[Problem requirements] Reproduce the lines of the data from the one containing "Please segment every" through the last line, renaming "outer boundary" to "exterior ring" and leaving everything else unchanged.

[Data extract]
===
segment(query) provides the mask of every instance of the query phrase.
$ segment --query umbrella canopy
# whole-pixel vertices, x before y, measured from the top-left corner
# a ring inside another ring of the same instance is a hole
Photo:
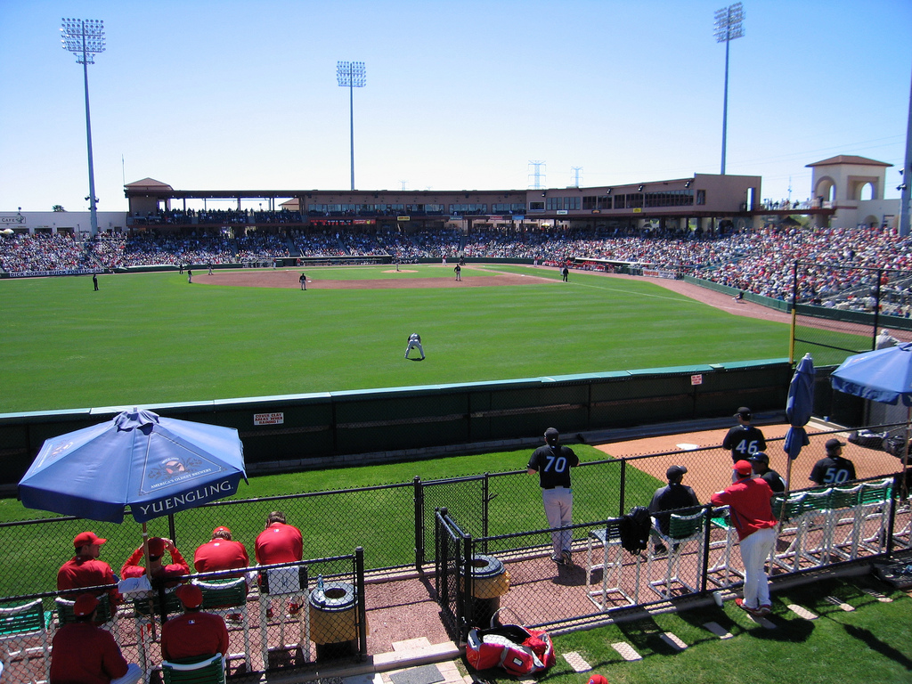
[[[789,396],[785,400],[785,416],[792,427],[785,433],[782,448],[793,460],[801,453],[802,447],[811,443],[804,426],[811,420],[814,411],[814,358],[810,354],[805,354],[792,376]]]
[[[912,342],[849,357],[830,382],[840,392],[912,407]]]
[[[237,492],[247,475],[237,430],[134,409],[47,440],[19,482],[26,508],[138,523]]]

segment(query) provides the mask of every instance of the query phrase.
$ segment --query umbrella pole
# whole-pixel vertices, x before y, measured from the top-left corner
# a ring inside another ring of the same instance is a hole
[[[906,447],[903,449],[903,476],[902,494],[905,501],[909,495],[909,483],[907,479],[907,470],[909,467],[909,431],[912,430],[912,406],[906,409]]]
[[[142,522],[142,555],[146,559],[146,576],[149,577],[149,586],[152,586],[151,565],[149,562],[149,531],[146,529],[146,522]],[[149,628],[152,633],[152,643],[158,639],[155,634],[155,594],[149,595]]]

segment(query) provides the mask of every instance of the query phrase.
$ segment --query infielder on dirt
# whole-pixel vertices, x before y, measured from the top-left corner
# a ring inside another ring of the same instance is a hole
[[[542,501],[544,514],[548,518],[548,527],[556,530],[573,522],[573,491],[570,489],[570,469],[579,465],[579,457],[570,447],[563,447],[558,441],[560,433],[554,428],[544,430],[545,446],[533,451],[526,466],[530,475],[537,472],[542,487]],[[554,555],[551,560],[558,565],[571,564],[573,556],[570,544],[573,542],[572,530],[551,533]]]
[[[409,352],[412,349],[418,349],[421,354],[421,358],[418,360],[424,360],[424,347],[421,347],[421,336],[418,333],[412,333],[409,336],[409,346],[405,347],[405,358],[409,358]]]

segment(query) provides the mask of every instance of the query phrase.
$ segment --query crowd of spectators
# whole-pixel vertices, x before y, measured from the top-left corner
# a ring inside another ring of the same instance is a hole
[[[165,218],[175,212],[160,212]],[[210,213],[199,212],[197,218]],[[220,212],[222,223],[227,214]],[[236,212],[244,214],[244,212]],[[291,215],[291,212],[289,212]],[[710,280],[738,290],[789,299],[793,264],[798,301],[839,308],[869,309],[880,294],[885,313],[906,316],[912,305],[912,282],[890,271],[912,270],[912,237],[891,229],[817,228],[767,225],[751,231],[690,233],[679,229],[551,228],[517,232],[474,229],[470,234],[441,228],[409,233],[369,229],[340,232],[197,228],[191,233],[158,229],[127,235],[101,233],[84,244],[62,233],[16,234],[0,238],[0,268],[8,272],[134,265],[222,264],[288,256],[390,256],[399,263],[417,259],[533,259],[563,264],[574,259],[620,262]],[[882,269],[881,281],[870,270]]]
[[[63,233],[0,237],[0,271],[71,271],[91,267],[82,246]]]

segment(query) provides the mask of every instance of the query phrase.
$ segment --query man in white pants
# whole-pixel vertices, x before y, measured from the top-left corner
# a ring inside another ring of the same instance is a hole
[[[763,567],[776,544],[776,519],[772,516],[772,489],[762,478],[752,477],[748,461],[734,465],[737,480],[710,501],[714,506],[728,506],[731,523],[741,541],[744,562],[744,597],[735,605],[752,616],[766,616],[772,610],[770,581]]]
[[[405,347],[406,358],[409,358],[409,352],[411,351],[412,349],[418,349],[418,351],[421,354],[421,358],[419,360],[423,361],[424,347],[421,347],[421,336],[419,335],[418,333],[412,333],[411,335],[409,336],[409,346]]]
[[[570,447],[561,446],[560,433],[554,428],[544,430],[544,446],[533,451],[526,472],[532,475],[538,473],[542,487],[542,502],[548,527],[555,530],[573,523],[573,491],[570,489],[570,469],[579,465],[579,457]],[[551,533],[554,554],[551,560],[558,565],[573,563],[570,544],[573,542],[572,530]]]

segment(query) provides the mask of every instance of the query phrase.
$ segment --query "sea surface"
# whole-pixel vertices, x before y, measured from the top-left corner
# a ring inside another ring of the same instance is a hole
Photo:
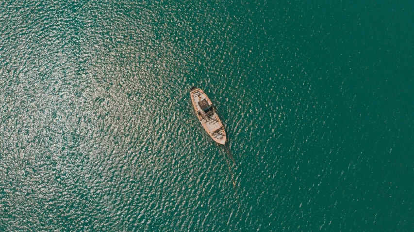
[[[412,0],[3,0],[0,231],[414,231],[413,25]]]

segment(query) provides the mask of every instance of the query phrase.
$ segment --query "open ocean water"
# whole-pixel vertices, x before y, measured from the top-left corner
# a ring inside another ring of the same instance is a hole
[[[413,25],[408,0],[2,0],[0,231],[414,231]]]

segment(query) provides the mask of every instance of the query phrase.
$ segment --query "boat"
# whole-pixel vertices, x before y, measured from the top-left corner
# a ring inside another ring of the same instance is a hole
[[[190,95],[199,120],[207,134],[217,143],[226,144],[226,131],[211,100],[200,89],[192,87]]]

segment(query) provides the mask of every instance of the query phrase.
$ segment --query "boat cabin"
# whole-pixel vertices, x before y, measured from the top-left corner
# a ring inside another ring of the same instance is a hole
[[[206,99],[203,99],[199,101],[199,106],[200,108],[202,109],[206,114],[210,111],[213,112],[213,105],[209,106],[208,102],[207,102]]]

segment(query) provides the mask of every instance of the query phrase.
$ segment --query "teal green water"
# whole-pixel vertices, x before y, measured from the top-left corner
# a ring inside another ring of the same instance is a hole
[[[0,9],[0,231],[414,230],[412,1]]]

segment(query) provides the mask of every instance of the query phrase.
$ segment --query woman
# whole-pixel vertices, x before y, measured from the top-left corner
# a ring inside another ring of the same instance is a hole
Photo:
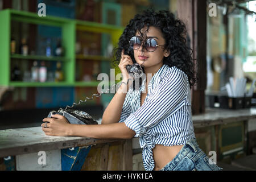
[[[49,123],[42,130],[47,135],[140,137],[146,170],[218,170],[195,140],[190,89],[196,78],[185,35],[184,24],[168,11],[135,15],[116,51],[125,84],[106,108],[101,125],[71,125],[56,114],[43,120]],[[138,79],[126,68],[135,63],[146,75],[139,89],[131,89]]]

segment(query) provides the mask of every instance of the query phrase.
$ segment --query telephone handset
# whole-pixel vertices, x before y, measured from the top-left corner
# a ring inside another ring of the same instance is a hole
[[[125,53],[126,52],[125,52]],[[126,53],[127,54],[127,53]],[[129,73],[133,74],[134,77],[137,75],[140,75],[143,73],[142,68],[138,63],[134,63],[133,65],[127,65],[126,66],[126,69]],[[125,84],[127,84],[125,82],[122,82]],[[122,84],[121,83],[121,84]],[[120,84],[121,85],[121,84]],[[112,88],[115,86],[115,84],[112,86]],[[115,88],[114,87],[114,88]],[[109,90],[109,89],[108,89]],[[105,93],[104,92],[101,92],[100,93],[97,94],[93,94],[91,98],[86,97],[85,100],[82,101],[80,100],[78,104],[73,103],[72,106],[67,106],[66,107],[63,109],[60,108],[57,111],[51,111],[48,115],[48,118],[51,118],[51,114],[58,114],[63,115],[66,118],[68,122],[71,124],[80,124],[80,125],[97,125],[98,122],[92,118],[92,117],[88,113],[77,110],[71,109],[75,105],[80,105],[81,102],[86,102],[87,99],[92,100],[93,97],[100,97],[102,93]]]

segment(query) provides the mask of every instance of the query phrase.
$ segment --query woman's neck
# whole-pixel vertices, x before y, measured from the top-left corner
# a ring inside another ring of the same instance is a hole
[[[155,65],[152,67],[144,67],[144,71],[146,74],[146,84],[147,85],[150,82],[151,79],[153,77],[153,76],[155,75],[155,73],[156,73],[160,68],[163,66],[163,64],[161,63],[161,64],[159,64],[158,65]],[[152,76],[150,76],[150,75],[148,75],[148,74],[151,75]]]

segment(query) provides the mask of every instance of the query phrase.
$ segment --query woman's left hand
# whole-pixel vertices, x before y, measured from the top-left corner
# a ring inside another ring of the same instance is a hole
[[[71,124],[61,115],[52,114],[51,117],[52,118],[46,118],[43,119],[43,122],[47,122],[47,127],[44,127],[46,123],[41,125],[42,130],[44,131],[46,135],[59,136],[68,136]]]

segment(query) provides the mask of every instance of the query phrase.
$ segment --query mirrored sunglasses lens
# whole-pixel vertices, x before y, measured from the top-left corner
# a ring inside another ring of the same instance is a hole
[[[158,44],[156,41],[154,39],[148,39],[146,43],[146,48],[147,51],[152,52],[156,48]]]

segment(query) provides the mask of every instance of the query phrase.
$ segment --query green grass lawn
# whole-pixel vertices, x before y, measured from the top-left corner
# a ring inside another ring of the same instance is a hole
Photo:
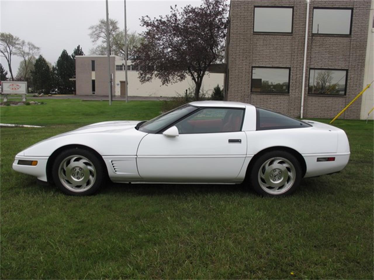
[[[2,123],[41,125],[86,124],[105,121],[149,119],[159,115],[162,103],[158,101],[87,101],[80,99],[33,99],[45,104],[0,109]]]
[[[1,122],[46,126],[0,130],[1,279],[373,278],[373,121],[336,121],[348,165],[289,197],[114,184],[74,197],[13,171],[15,155],[83,124],[151,118],[161,103],[43,101],[0,109]]]

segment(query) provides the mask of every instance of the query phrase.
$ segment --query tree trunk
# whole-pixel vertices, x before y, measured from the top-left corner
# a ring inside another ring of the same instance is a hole
[[[10,74],[12,80],[14,81],[14,78],[13,78],[13,72],[12,71],[12,65],[10,65],[10,63],[9,62],[8,62],[8,68],[9,68],[9,72]]]
[[[199,79],[197,83],[195,83],[195,100],[196,101],[198,101],[200,99],[200,88],[201,88],[202,81],[202,79]]]
[[[199,101],[199,94],[200,92],[200,86],[197,83],[195,84],[195,100]]]

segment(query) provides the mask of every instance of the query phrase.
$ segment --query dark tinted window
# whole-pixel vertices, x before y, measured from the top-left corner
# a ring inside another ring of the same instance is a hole
[[[310,69],[310,94],[344,95],[346,91],[347,70]]]
[[[253,92],[288,93],[289,69],[252,67],[251,90]]]
[[[352,10],[321,9],[313,10],[313,34],[350,34]]]
[[[180,134],[239,131],[244,111],[228,108],[205,108],[175,125]]]
[[[292,10],[289,7],[255,7],[254,31],[291,33]]]
[[[312,126],[304,122],[278,113],[256,108],[257,130],[294,128]]]
[[[139,130],[148,133],[157,133],[162,129],[197,109],[196,107],[188,104],[184,105],[144,123],[139,127]]]

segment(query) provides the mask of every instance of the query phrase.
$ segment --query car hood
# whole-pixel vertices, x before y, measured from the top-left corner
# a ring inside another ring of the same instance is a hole
[[[133,128],[139,122],[138,121],[114,121],[102,122],[80,127],[79,128],[58,134],[51,138],[74,134],[103,133],[116,133],[124,132]]]
[[[102,145],[102,143],[108,143],[111,139],[114,139],[115,135],[123,137],[124,134],[128,136],[128,140],[131,138],[134,139],[134,144],[137,147],[138,139],[141,139],[144,134],[134,128],[139,122],[117,121],[93,124],[43,140],[27,148],[18,155],[49,155],[60,146],[70,144],[86,144],[94,148],[96,146],[105,146]],[[131,142],[132,143],[132,141]],[[134,149],[131,149],[131,153]]]

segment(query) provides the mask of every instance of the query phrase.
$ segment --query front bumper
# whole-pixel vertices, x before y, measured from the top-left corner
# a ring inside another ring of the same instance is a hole
[[[37,161],[36,165],[24,165],[18,164],[19,160]],[[25,156],[17,155],[14,159],[12,167],[13,170],[22,173],[36,177],[38,179],[47,181],[47,157]]]

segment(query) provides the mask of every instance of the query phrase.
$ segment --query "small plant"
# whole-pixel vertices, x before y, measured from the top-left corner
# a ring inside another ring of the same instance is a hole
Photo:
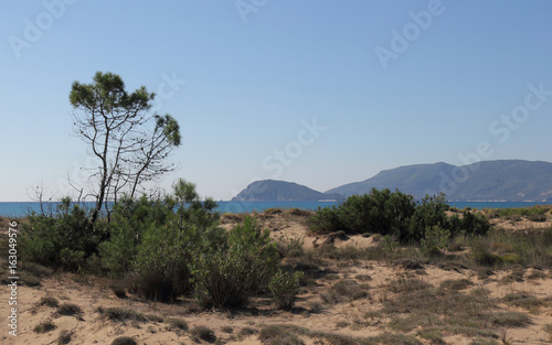
[[[258,334],[258,339],[263,342],[263,344],[269,345],[305,345],[305,342],[297,337],[297,335],[294,334],[294,332],[291,332],[287,326],[283,325],[270,325],[264,327]]]
[[[459,290],[465,290],[471,287],[473,284],[474,282],[471,282],[471,280],[468,280],[466,278],[458,280],[448,279],[440,283],[440,289],[459,291]]]
[[[60,315],[78,315],[83,313],[81,306],[74,303],[63,303],[57,308]]]
[[[125,287],[123,287],[121,283],[114,283],[109,287],[113,291],[113,293],[115,293],[115,295],[119,299],[126,299],[127,298],[127,292],[126,292],[126,289]]]
[[[399,248],[399,241],[391,235],[383,236],[383,239],[380,242],[380,246],[383,250],[388,252],[395,251]]]
[[[190,331],[190,335],[195,341],[202,339],[208,343],[214,343],[216,341],[216,335],[214,331],[206,326],[195,326]]]
[[[46,305],[50,308],[57,308],[60,305],[60,301],[53,297],[45,297],[40,299],[39,305]]]
[[[234,333],[234,328],[232,326],[223,326],[221,331],[229,334]]]
[[[336,327],[338,327],[338,328],[344,328],[344,327],[348,327],[348,326],[349,326],[349,322],[347,322],[344,320],[338,321],[336,323]]]
[[[243,327],[242,330],[240,330],[240,333],[237,334],[237,337],[240,339],[243,339],[247,336],[251,336],[251,335],[254,335],[254,334],[257,334],[258,331],[255,330],[255,328],[251,328],[251,327]]]
[[[320,297],[328,304],[351,302],[367,298],[369,295],[368,289],[367,284],[359,284],[354,280],[346,279],[333,284],[328,292],[322,293]]]
[[[169,331],[188,331],[188,322],[182,319],[169,317],[164,322],[169,324]]]
[[[138,345],[138,343],[129,336],[119,336],[112,342],[112,345]]]
[[[450,231],[440,226],[432,226],[425,229],[425,237],[420,240],[422,252],[428,257],[440,255],[440,250],[448,246]]]
[[[33,331],[35,333],[46,333],[57,328],[57,326],[52,322],[52,320],[46,320],[34,326]]]
[[[126,321],[126,320],[136,320],[136,321],[146,321],[146,317],[135,312],[131,309],[112,306],[108,309],[98,308],[98,313],[102,314],[103,317],[106,317],[110,321]]]
[[[549,334],[550,341],[552,341],[552,324],[545,325],[542,330]]]
[[[282,270],[274,274],[268,288],[273,293],[273,301],[277,309],[291,310],[299,293],[299,280],[302,276],[304,273],[300,271],[291,273]]]
[[[60,332],[60,336],[57,337],[57,345],[65,345],[71,343],[71,338],[73,337],[73,332],[63,330]]]

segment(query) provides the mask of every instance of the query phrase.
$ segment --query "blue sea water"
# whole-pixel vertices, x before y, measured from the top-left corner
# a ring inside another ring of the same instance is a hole
[[[318,207],[331,207],[338,205],[337,202],[219,202],[216,208],[220,213],[252,213],[263,212],[267,208],[294,208],[316,211]],[[450,206],[465,208],[511,208],[530,207],[534,205],[546,205],[543,202],[449,202]],[[57,203],[45,203],[46,208],[55,209]],[[93,203],[87,203],[93,206]],[[21,218],[30,212],[41,212],[40,203],[0,203],[0,216],[9,218]]]

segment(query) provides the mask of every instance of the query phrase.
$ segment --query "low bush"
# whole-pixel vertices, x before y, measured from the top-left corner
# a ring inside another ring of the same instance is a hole
[[[214,331],[206,326],[195,326],[190,331],[190,335],[195,341],[202,339],[208,343],[214,343],[216,341],[216,335]]]
[[[144,314],[140,314],[131,309],[126,309],[120,306],[112,306],[107,309],[98,308],[97,312],[102,315],[102,317],[105,317],[110,321],[124,322],[127,320],[135,320],[135,321],[147,320]]]
[[[39,305],[47,305],[50,308],[57,308],[60,305],[60,301],[57,301],[56,298],[49,295],[49,297],[44,297],[44,298],[40,299]]]
[[[57,345],[65,345],[71,343],[71,339],[73,338],[73,332],[63,330],[60,332],[60,336],[57,337]]]
[[[22,223],[21,255],[25,261],[51,268],[87,269],[86,259],[97,252],[105,231],[102,222],[93,227],[87,209],[65,197],[56,211],[33,212]]]
[[[78,315],[83,313],[83,310],[74,303],[63,303],[57,308],[57,313],[60,315]]]
[[[237,308],[251,293],[268,284],[279,261],[276,244],[246,217],[229,234],[229,248],[216,248],[194,258],[195,295],[204,308]]]
[[[273,293],[273,301],[277,309],[291,310],[299,293],[299,280],[304,273],[276,272],[268,284]]]
[[[46,320],[34,326],[33,331],[35,333],[46,333],[57,328],[57,326],[52,322],[52,320]]]
[[[182,319],[169,317],[164,320],[168,330],[188,331],[188,322]]]
[[[258,334],[258,339],[267,345],[305,345],[293,331],[280,325],[264,327]]]
[[[399,191],[372,190],[370,194],[353,195],[343,204],[331,208],[319,208],[310,218],[312,231],[329,234],[343,230],[347,234],[394,235],[401,242],[426,239],[429,254],[435,246],[428,244],[427,229],[438,227],[448,231],[448,237],[459,235],[486,235],[490,229],[487,217],[476,212],[464,211],[461,217],[448,217],[444,194],[425,196],[418,203],[412,195]]]
[[[138,343],[129,336],[119,336],[112,342],[112,345],[138,345]]]
[[[369,297],[368,284],[359,284],[354,280],[341,280],[335,283],[327,292],[320,297],[325,303],[336,304],[340,302],[351,302]]]

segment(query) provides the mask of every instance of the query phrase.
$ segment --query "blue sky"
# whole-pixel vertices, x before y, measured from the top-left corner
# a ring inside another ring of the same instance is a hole
[[[0,201],[94,164],[68,93],[97,71],[164,95],[203,196],[326,191],[416,163],[552,161],[551,1],[9,1]]]

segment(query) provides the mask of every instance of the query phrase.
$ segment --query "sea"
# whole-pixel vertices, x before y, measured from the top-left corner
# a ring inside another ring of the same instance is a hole
[[[470,208],[513,208],[513,207],[531,207],[535,205],[549,205],[550,202],[448,202],[452,207],[463,209]],[[42,206],[45,209],[55,209],[59,203],[44,203]],[[85,206],[92,207],[94,203],[85,203]],[[332,207],[338,205],[337,202],[217,202],[216,211],[224,213],[253,213],[263,212],[268,208],[299,208],[306,211],[316,211],[319,207]],[[22,218],[31,212],[41,213],[41,204],[36,202],[21,203],[0,203],[0,216],[7,218]]]

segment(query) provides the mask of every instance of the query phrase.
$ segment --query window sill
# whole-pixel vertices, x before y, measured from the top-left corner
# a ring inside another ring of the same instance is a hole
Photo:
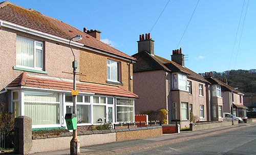
[[[16,66],[13,67],[12,69],[13,70],[20,70],[20,71],[27,71],[27,72],[33,72],[33,73],[41,73],[41,74],[48,74],[48,72],[47,72],[47,71],[39,71],[39,70],[33,70],[33,69],[25,69],[25,68],[23,68],[17,67]]]
[[[123,83],[120,83],[120,82],[112,82],[110,81],[106,81],[106,82],[108,83],[111,83],[111,84],[118,84],[118,85],[123,85]]]

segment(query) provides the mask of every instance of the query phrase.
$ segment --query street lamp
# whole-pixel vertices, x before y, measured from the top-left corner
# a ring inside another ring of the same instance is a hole
[[[238,89],[238,87],[235,87],[234,88],[235,90],[237,90]],[[233,112],[233,100],[234,100],[234,95],[233,95],[233,90],[231,90],[231,102],[232,103],[232,125],[234,125],[234,116],[233,116],[233,114],[234,114],[234,112]]]
[[[73,67],[73,74],[74,74],[73,78],[73,90],[72,91],[73,98],[73,114],[76,116],[76,95],[78,95],[78,92],[76,91],[76,70],[77,69],[77,61],[75,60],[75,54],[73,52],[72,48],[70,45],[70,41],[78,41],[82,39],[82,36],[76,35],[73,37],[69,40],[69,47],[72,51],[73,55],[74,55],[74,61],[72,62]],[[76,129],[73,130],[73,138],[70,141],[70,154],[80,154],[80,142],[77,139],[77,130]]]

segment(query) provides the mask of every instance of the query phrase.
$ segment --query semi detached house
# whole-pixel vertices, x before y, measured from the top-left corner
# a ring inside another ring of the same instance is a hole
[[[77,61],[78,129],[98,122],[134,121],[136,59],[100,41],[101,32],[81,31],[32,9],[0,4],[0,102],[33,130],[65,127],[73,111],[72,61]],[[77,35],[82,39],[71,41]]]

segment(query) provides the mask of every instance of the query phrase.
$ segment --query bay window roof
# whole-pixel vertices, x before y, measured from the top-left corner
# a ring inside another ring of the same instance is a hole
[[[27,74],[24,72],[12,81],[6,88],[7,89],[12,87],[34,88],[71,92],[73,90],[73,82],[70,81],[71,80]],[[80,93],[138,98],[138,95],[118,86],[77,81],[76,88]]]

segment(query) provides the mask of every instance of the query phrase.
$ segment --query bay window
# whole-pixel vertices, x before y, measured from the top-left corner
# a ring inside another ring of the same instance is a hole
[[[108,80],[119,82],[119,63],[111,60],[107,60],[106,66]]]
[[[24,115],[32,119],[32,125],[60,123],[60,94],[57,93],[24,91]]]
[[[73,113],[73,95],[65,94],[66,114]],[[91,123],[91,105],[90,100],[90,96],[77,95],[76,96],[76,117],[77,124]]]
[[[117,122],[134,121],[134,102],[132,99],[116,99]]]
[[[16,67],[43,70],[44,55],[42,41],[17,36]]]

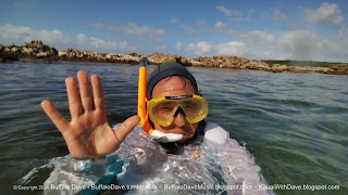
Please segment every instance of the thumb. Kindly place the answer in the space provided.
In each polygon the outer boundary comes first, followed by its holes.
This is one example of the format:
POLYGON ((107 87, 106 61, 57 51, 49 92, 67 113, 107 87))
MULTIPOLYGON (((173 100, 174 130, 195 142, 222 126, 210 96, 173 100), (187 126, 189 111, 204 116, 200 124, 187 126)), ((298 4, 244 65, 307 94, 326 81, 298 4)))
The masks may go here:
===
[Response]
Please segment every instance of the thumb. Kindly place the answer in the space provided.
In each polygon the exterior ring comes first, followed by its holes.
This is one example of the format:
POLYGON ((107 87, 106 61, 57 51, 49 92, 67 113, 107 87))
MULTIPOLYGON (((173 100, 174 130, 195 142, 222 126, 210 96, 173 100), (187 126, 189 111, 204 116, 200 124, 187 126)), ((298 4, 244 65, 307 94, 326 81, 298 4)))
The masks may go here:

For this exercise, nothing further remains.